Skip to content

Chat Window

The dedicated chat window provides a freeform question interface separate from the auto-answer flow.

Overview

While Intervu automatically generates answers based on detected questions in the transcript, sometimes you want to ask follow-up questions or explore topics in more depth. The chat window provides a dedicated interface for this.

Key Features

  • Freeform questions — Ask anything without waiting for transcript detection
  • Step-by-step processing — See thinking, context fetching, and generation stages
  • Vector context support — Automatically retrieves relevant context from PGVector sources
  • Streaming responses — Watch answers generate in real-time
  • Persistent history — Chat history saved and restored across sessions

Opening the Chat Window

Click the chat icon (speech bubble) in the title bar to open the chat window. A separate window appears where you can type questions.
◇ ◇ ◇ ◇ ◇
** Required tasks **
a - Reproduce the part of the Intervu chat window text starting at "While Intervu automatically" and ending at "interface for this.", word for word.
b - Answer these questions from the Intervu chat window text:
(i) Where is the icon that opens the chat window?
(ii) From what sources does vector context support retrieve relevant context?
(iii) What is saved and restored across sessions?
c - Go on with the Intervu chat window text, picking up after its final sentence.
◇ ◇ ◇ ◇ ◇
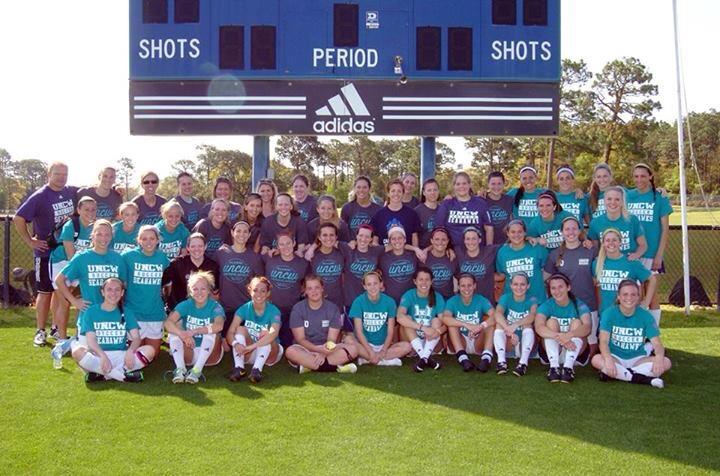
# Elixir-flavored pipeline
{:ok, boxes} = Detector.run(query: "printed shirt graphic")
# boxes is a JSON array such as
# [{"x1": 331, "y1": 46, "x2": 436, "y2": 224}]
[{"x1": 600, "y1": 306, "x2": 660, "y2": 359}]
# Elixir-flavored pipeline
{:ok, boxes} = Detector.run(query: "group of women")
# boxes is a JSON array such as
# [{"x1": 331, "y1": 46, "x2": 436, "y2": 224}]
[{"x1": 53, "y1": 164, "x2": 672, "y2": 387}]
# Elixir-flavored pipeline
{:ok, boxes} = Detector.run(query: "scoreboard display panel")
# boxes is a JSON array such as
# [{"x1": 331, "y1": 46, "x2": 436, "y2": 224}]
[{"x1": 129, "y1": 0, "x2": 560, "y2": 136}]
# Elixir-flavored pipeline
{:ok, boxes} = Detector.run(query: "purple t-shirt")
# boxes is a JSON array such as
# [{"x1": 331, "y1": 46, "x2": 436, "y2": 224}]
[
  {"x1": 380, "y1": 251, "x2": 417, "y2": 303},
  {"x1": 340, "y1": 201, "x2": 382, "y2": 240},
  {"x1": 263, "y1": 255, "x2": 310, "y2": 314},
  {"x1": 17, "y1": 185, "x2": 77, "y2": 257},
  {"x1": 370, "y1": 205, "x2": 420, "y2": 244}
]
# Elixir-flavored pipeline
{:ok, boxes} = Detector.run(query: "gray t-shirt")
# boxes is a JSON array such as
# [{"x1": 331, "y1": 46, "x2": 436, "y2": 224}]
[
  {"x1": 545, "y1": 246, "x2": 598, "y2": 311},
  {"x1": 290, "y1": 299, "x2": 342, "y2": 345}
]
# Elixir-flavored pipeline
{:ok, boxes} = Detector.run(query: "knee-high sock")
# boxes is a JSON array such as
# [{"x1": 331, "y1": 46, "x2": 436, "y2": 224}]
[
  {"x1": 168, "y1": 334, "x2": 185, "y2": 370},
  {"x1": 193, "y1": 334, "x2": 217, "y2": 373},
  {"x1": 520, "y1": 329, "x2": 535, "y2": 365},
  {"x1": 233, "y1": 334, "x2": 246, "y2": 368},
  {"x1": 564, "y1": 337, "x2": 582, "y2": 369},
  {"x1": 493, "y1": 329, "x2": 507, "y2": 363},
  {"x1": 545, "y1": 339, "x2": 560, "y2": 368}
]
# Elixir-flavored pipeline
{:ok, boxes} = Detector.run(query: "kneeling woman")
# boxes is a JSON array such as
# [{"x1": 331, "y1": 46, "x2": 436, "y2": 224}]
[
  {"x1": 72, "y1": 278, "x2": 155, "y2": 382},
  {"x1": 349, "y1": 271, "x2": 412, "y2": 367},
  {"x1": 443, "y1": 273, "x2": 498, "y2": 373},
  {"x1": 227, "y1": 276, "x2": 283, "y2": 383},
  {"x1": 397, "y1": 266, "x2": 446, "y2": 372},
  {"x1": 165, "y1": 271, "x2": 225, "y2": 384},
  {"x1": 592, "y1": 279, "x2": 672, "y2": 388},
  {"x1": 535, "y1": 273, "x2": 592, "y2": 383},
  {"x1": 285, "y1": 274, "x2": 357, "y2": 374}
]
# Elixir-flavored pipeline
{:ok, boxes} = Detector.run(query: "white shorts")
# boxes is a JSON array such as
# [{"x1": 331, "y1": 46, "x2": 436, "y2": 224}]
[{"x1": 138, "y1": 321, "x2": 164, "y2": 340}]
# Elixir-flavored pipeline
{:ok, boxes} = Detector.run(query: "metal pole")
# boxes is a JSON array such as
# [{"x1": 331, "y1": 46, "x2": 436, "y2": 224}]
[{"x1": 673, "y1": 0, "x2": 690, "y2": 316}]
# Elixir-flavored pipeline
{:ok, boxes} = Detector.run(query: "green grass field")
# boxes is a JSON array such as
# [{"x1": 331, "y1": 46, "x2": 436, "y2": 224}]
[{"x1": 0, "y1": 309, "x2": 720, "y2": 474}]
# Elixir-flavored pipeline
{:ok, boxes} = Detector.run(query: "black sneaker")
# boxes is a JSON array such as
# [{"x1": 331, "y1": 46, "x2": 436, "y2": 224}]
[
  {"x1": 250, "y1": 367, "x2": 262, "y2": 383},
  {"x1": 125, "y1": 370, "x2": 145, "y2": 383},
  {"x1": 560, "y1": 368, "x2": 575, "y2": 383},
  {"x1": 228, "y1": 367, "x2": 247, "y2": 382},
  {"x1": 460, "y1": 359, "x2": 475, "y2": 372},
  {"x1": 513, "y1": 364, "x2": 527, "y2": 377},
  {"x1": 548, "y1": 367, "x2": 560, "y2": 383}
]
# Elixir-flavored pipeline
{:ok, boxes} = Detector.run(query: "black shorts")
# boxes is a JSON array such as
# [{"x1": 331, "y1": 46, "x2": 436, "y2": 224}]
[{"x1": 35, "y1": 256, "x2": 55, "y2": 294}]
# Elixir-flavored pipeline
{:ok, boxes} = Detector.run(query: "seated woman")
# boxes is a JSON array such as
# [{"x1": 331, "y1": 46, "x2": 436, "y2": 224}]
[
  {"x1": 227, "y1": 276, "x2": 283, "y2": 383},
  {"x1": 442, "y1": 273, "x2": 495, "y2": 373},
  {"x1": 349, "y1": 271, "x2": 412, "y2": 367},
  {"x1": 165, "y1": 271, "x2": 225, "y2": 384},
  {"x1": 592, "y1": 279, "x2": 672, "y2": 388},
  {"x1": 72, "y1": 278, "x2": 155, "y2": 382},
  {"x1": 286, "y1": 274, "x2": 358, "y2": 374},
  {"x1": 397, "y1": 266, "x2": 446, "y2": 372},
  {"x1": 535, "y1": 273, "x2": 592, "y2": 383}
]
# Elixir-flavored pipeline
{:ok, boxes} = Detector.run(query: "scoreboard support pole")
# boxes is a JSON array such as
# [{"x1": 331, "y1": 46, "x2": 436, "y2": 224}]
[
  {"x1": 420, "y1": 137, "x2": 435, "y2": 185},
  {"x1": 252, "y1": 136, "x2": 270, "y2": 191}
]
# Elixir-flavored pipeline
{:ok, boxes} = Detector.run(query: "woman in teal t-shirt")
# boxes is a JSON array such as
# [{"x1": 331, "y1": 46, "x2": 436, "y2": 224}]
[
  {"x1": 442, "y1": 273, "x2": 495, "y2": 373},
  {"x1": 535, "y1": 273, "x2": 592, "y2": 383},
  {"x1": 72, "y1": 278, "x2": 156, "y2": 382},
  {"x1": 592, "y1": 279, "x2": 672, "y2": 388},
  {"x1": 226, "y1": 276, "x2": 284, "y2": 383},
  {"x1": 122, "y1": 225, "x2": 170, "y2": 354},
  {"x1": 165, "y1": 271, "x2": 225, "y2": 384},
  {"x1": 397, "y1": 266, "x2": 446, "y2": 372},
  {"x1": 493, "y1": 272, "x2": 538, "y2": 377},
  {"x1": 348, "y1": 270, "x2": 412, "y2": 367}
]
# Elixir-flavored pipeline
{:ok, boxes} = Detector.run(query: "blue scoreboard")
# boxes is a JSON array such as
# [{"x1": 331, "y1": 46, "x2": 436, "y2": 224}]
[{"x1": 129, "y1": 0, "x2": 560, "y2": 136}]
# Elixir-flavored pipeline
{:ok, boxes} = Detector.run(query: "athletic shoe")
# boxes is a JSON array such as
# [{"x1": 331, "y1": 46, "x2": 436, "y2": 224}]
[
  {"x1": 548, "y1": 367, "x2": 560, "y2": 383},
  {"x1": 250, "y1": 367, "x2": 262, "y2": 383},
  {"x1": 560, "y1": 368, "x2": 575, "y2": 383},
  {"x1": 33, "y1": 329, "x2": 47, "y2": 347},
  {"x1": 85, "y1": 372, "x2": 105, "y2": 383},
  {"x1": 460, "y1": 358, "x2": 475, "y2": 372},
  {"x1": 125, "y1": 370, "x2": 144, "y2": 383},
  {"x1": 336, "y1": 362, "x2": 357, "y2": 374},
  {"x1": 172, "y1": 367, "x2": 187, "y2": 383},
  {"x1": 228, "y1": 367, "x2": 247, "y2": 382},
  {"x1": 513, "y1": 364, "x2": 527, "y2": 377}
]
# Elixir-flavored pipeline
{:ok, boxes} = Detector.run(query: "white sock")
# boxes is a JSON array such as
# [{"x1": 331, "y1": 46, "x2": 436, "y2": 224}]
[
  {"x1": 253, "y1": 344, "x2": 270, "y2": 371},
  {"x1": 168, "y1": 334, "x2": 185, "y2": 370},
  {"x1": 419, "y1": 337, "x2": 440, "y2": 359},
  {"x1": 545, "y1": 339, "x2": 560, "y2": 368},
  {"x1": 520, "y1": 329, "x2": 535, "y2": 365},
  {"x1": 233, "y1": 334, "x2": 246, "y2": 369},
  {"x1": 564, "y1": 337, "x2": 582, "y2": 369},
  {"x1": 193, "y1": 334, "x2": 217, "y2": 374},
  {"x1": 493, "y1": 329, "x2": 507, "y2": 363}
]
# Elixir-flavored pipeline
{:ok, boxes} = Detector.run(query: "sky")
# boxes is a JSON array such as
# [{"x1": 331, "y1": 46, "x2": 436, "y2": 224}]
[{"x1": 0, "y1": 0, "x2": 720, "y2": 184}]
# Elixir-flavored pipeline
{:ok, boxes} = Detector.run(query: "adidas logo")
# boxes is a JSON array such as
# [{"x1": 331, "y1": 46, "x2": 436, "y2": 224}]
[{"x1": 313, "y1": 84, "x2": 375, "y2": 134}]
◇ ◇ ◇ ◇ ◇
** Exercise results **
a -
While Intervu automatically generates answers based on detected questions in the transcript, sometimes you want to ask follow-up questions or explore topics in more depth. The chat window provides a dedicated interface for this.

b -
(i) In the title bar.
(ii) PGVector sources.
(iii) Chat history.

c -
How It Works

Processing Stages

When you send a message, you'll see the following stages:

StageDescription
ThinkingLLM is processing your message
Fetching contextRetrieving relevant chunks from PGVector (if enabled)
GeneratingStreaming the answer

Context Attachment

If PGVector is enabled for any source (Resume, Q&A Bank, Company Context):

  1. Your message is embedded
  2. Semantic search retrieves top-K chunks from each enabled source
  3. Retrieved context appears as "Loaded vector context" in the UI
  4. The LLM receives this context along with your message

Live Transcript

The chat window has access to the current session's transcript, allowing it to reference what was said during the interview.


Chat History

  • Messages are saved to userData/chat-history.json
  • Up to 50 messages are retained per session
  • Older messages show a "not in context" indicator
  • Clear chat to start fresh

Settings

Chat Max Tokens

Found in Settings → Advanced:

ValueBehavior
0Unlimited — uses LLM server's default
> 0Caps response length at specified tokens

TIP

For longer, detailed answers, leave chatMaxTokens at 0 (default) and ensure your LLM server has adequate context window (num_ctx in Ollama).

Chat vs Auto-Answer

FeatureAuto-AnswerChat Window
TriggerAutomatic on transcriptManual message
ContextLive transcript + rated answersLive transcript
Vector retrievalYes (if enabled)Yes (if enabled)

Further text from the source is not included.